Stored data
┏━━
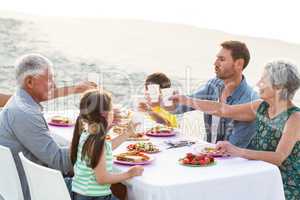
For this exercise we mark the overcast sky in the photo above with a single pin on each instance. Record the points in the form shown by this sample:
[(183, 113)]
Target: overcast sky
[(263, 18)]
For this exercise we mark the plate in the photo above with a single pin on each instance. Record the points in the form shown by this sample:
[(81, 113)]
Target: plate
[(161, 134), (60, 124), (133, 163), (190, 165)]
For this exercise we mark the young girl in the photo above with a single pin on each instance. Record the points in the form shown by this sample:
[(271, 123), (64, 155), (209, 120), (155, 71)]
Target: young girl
[(91, 149)]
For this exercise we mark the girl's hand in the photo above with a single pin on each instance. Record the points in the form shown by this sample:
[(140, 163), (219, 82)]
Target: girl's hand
[(131, 128), (135, 171), (178, 99), (226, 147), (143, 107)]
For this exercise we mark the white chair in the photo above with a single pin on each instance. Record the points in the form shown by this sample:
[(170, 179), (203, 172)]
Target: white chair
[(10, 185), (44, 183), (192, 125)]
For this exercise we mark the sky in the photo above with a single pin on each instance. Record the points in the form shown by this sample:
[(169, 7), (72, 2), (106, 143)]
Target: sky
[(275, 19)]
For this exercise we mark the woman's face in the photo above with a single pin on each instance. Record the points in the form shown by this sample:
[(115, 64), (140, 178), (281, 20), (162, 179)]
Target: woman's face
[(266, 90)]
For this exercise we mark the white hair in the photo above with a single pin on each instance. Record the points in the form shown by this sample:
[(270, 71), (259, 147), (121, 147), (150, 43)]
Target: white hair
[(31, 65), (284, 75)]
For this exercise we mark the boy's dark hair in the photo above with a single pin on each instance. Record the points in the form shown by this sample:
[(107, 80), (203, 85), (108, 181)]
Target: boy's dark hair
[(158, 78), (238, 50)]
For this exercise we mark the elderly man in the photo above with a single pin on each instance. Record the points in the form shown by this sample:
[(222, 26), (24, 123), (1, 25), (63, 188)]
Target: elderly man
[(23, 127), (230, 87), (58, 92)]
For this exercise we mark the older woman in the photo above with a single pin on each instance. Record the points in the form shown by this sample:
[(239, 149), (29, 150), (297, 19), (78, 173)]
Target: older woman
[(277, 138)]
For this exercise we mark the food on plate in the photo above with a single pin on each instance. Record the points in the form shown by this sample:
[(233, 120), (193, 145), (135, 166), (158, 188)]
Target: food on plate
[(197, 160), (138, 137), (119, 129), (60, 120), (132, 156), (146, 147), (212, 152), (161, 129)]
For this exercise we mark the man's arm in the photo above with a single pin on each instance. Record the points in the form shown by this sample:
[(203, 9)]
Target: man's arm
[(31, 130), (76, 89), (3, 99)]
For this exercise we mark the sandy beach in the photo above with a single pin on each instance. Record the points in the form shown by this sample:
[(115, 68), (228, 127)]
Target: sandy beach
[(125, 51)]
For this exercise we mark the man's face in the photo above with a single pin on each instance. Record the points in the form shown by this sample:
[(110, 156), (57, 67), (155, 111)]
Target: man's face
[(224, 64), (42, 85)]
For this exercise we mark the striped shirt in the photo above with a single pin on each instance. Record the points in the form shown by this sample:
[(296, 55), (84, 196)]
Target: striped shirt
[(84, 180)]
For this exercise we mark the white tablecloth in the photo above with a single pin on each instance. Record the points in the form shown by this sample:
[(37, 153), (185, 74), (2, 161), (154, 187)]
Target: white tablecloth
[(166, 179)]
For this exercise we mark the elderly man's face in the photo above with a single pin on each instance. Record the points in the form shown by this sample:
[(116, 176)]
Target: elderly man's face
[(42, 85)]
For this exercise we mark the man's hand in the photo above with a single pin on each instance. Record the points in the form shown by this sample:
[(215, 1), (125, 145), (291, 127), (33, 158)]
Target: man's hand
[(83, 86), (178, 99)]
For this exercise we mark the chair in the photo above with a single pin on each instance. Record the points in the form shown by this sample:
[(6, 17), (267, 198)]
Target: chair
[(44, 183), (192, 125), (10, 185)]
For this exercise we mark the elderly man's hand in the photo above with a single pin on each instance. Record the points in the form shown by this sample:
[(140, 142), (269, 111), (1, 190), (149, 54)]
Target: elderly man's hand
[(227, 148), (85, 85)]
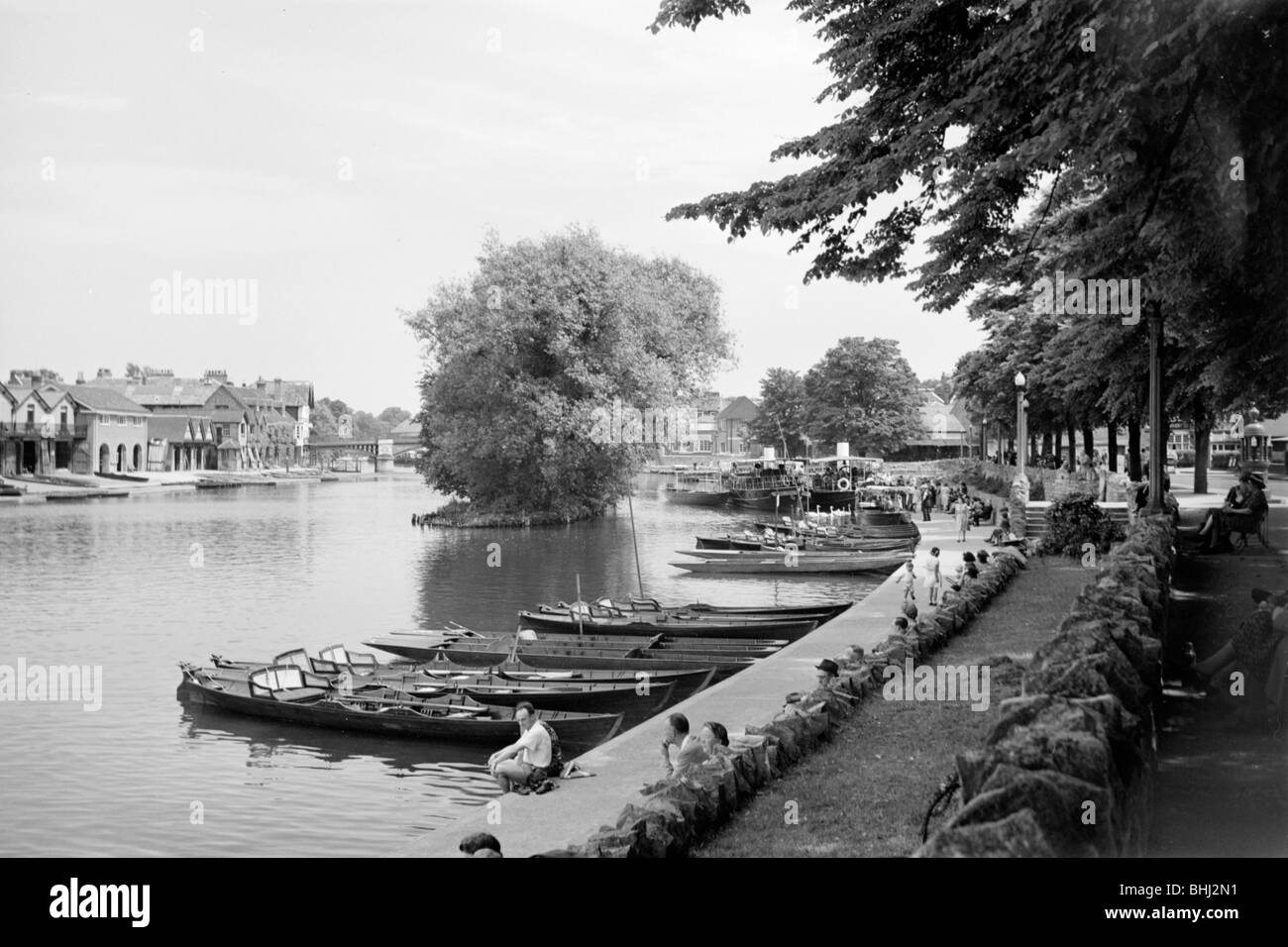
┗━━
* _Exercise description_
Output the data exactly as it appears. The pictures do not belong in it.

* _Task output_
For this exercise we mark the overcast sky in the photo above with a single pin on each instance. Record the points in the form shown by this sample:
[(183, 113)]
Target: overcast sky
[(263, 18)]
For this exercise we mark the plate in the photo above with a single pin on each instance. Record the points in the form shown by this sample:
[(81, 113)]
Target: plate
[(161, 134), (60, 124), (133, 163), (190, 165)]
For this exercise we mark the young girl in the photo above with a single pin on each instance. Record the points in the form shown by this sample:
[(271, 123), (64, 155), (209, 120), (155, 71)]
Target: young girl
[(91, 149)]
For this exercise we mark the girl's hand in the photo above with a single pin on each instance. Record the points in the form shown by this sample:
[(140, 163), (219, 82)]
Target: girl's hand
[(131, 128), (135, 171), (178, 99), (226, 147), (143, 107)]
For this exercise we mark the white chair in the photo above with a single pin on each instance. Record the points in the form shown by this sample:
[(170, 179), (203, 172)]
Target: white chair
[(10, 185), (44, 183), (192, 125)]
For this exercise we mark the sky in the photo above with a single pin on each instance. Record the points in the form shown by this sample:
[(169, 7), (72, 2), (106, 143)]
Target: sky
[(275, 19)]
For this exercise we mark the woman's face in the photo above with a single pin on each instance. Record the points in the form shown by this sample:
[(115, 64), (140, 178), (281, 20), (162, 179)]
Target: woman's face
[(266, 90)]
For this exercise we mark the white hair in the photo above with a single pin on each instance. Record the points in the form shown by this sample:
[(270, 71), (259, 147), (121, 147), (150, 43)]
Target: white hair
[(31, 65), (284, 75)]
For this exercise we mark the boy's dark hair in the photo above with a single pin on each instance. Record the points in the form shown by this sample:
[(107, 80), (203, 85), (108, 181)]
Target: boy's dark hair
[(158, 78), (238, 50)]
For this exercise we mark the elderly man in the photo above with a single pin on each instance. Record the points in the form shown by this sample:
[(222, 26), (24, 123), (1, 25), (63, 188)]
Target: elderly man
[(23, 127), (230, 87), (58, 92)]
For this exercise we mark the older woman in the photo above with a single pin on each instance. Record the points in the form shown by this sample:
[(239, 149), (29, 150), (297, 19), (78, 173)]
Target: older woman
[(277, 138)]
For this exercise we mark the food on plate in the photo above with a single pin on each instance. Record the points in the form shown by this sample:
[(233, 120), (193, 145), (135, 166), (158, 188)]
Target: food on plate
[(197, 160), (138, 137), (119, 129), (60, 120), (132, 156), (146, 147), (212, 152), (161, 129)]
For this exercise we mark the man's arm in the photo above with a single pin on each instance. Record the points in the form shown by this sample:
[(203, 9)]
Target: man's arm
[(31, 130), (76, 89), (3, 99)]
For this exercise we mark the sandy beach in the photo above with a single pin on each instance. Record the points in the form shown by this sample:
[(115, 68), (228, 127)]
Target: sandy beach
[(125, 51)]
For this exercise we mark the man's face in the photo above with a single pin on each instance. Record the points in the form shown by this sample:
[(110, 156), (57, 67), (155, 111)]
Target: man's face
[(224, 64), (42, 85)]
For this exercise we mark the striped shirt in the photo above with a single pin on each instance. Record the points in the form shown by this sample:
[(296, 55), (84, 196)]
Target: striped shirt
[(84, 180)]
For this exercise we mark the white tablecloth in the photo above with a single pin on each instance. Record the points in the form shown by this sample:
[(37, 153), (185, 74), (2, 161), (154, 187)]
Target: white tablecloth
[(166, 179)]
For this exercise we mark the elderly man's face in the photo above with a single pin on each instance. Record the points in the form shown by this sample:
[(116, 176)]
Target: elderly man's face
[(42, 85)]
For this exercise we mark the man's hand in the photo above with a single pin on each instance. Record the points in the form shown by this sample:
[(215, 1), (125, 145), (291, 127), (33, 158)]
Target: man's hand
[(83, 86), (178, 99)]
For this exercise we mark the chair in the photo above with a single pin on each instance. Record the points in the form shown by this sample:
[(6, 17), (267, 198)]
Target: chair
[(44, 183), (192, 125), (10, 185)]
For this exercise we mark the elderly man's hand in the photo above with a single pin on each instance. Record the points in the form shown by this sample:
[(140, 142), (269, 111), (1, 190), (149, 54)]
Target: elderly man's hand
[(227, 148), (85, 85)]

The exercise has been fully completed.